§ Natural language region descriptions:
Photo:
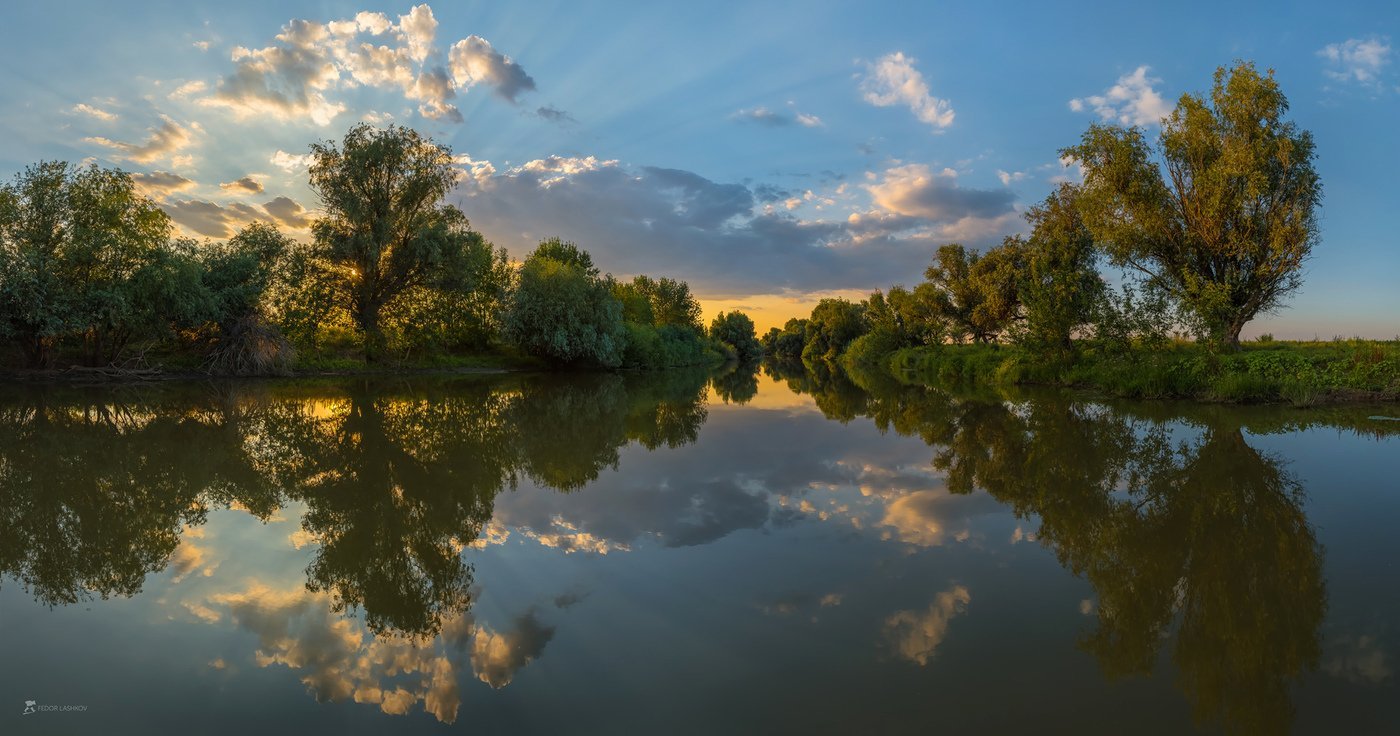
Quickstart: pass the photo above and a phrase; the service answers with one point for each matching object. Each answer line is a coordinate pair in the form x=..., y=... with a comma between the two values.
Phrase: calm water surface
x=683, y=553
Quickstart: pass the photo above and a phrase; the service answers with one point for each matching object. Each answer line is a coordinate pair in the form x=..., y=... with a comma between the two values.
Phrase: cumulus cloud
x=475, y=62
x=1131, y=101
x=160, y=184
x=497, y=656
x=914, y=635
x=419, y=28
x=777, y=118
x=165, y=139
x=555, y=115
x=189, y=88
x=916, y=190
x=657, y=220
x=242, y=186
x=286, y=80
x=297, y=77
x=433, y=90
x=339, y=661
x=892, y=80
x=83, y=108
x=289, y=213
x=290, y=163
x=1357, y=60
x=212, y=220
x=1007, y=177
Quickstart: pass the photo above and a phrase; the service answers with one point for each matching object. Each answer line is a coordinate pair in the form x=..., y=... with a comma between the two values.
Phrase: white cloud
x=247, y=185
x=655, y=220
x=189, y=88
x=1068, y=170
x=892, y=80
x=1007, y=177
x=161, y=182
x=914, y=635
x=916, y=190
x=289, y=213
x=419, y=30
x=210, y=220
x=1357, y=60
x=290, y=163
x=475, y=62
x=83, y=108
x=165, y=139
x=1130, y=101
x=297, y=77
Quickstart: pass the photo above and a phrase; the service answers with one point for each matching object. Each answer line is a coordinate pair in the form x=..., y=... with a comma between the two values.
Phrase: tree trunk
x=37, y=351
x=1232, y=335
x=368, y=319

§ WORK TO COMPLETE: Copy each of the entries above precisely, and drop whatever pictures they hold.

§ OUTPUT:
Photo:
Quickstart: pass the photo above and a phrase; the service answers with one point for each matching object. Each answer line is a coordinate pair in the form x=..., y=... with a comma between the two values.
Phrase: calm water surface
x=683, y=553
Quickstart: pass the photo above and a phrase; the service answers with one point for each matching object. Each answer line is a coordinate pair in the form x=..., y=... with a comma between the two values.
Phrase: cumulus cloud
x=475, y=62
x=1131, y=101
x=160, y=184
x=497, y=656
x=914, y=635
x=419, y=28
x=777, y=118
x=165, y=139
x=555, y=115
x=189, y=88
x=916, y=190
x=657, y=220
x=242, y=186
x=286, y=80
x=297, y=77
x=433, y=90
x=339, y=661
x=892, y=80
x=83, y=108
x=289, y=213
x=290, y=163
x=1357, y=60
x=212, y=220
x=1007, y=177
Quickstart: pass the photo above and a phrase; the service answers with one point for each matching object. Each answer line is a coordinate pair in the form x=..., y=... with a comma between the two values.
Phrase: white cloud
x=247, y=185
x=655, y=220
x=189, y=88
x=1068, y=170
x=892, y=80
x=1007, y=177
x=161, y=182
x=914, y=635
x=916, y=190
x=289, y=213
x=419, y=30
x=210, y=220
x=1357, y=60
x=290, y=163
x=475, y=62
x=83, y=108
x=165, y=139
x=1130, y=101
x=297, y=77
Quickstart: pass the photo above and a phrase; the service answers with one point for each matching object. Each answer line is a coordinate pair in the form x=..., y=... with a comma between the two values.
Phrase: tree trunk
x=37, y=351
x=1232, y=335
x=368, y=319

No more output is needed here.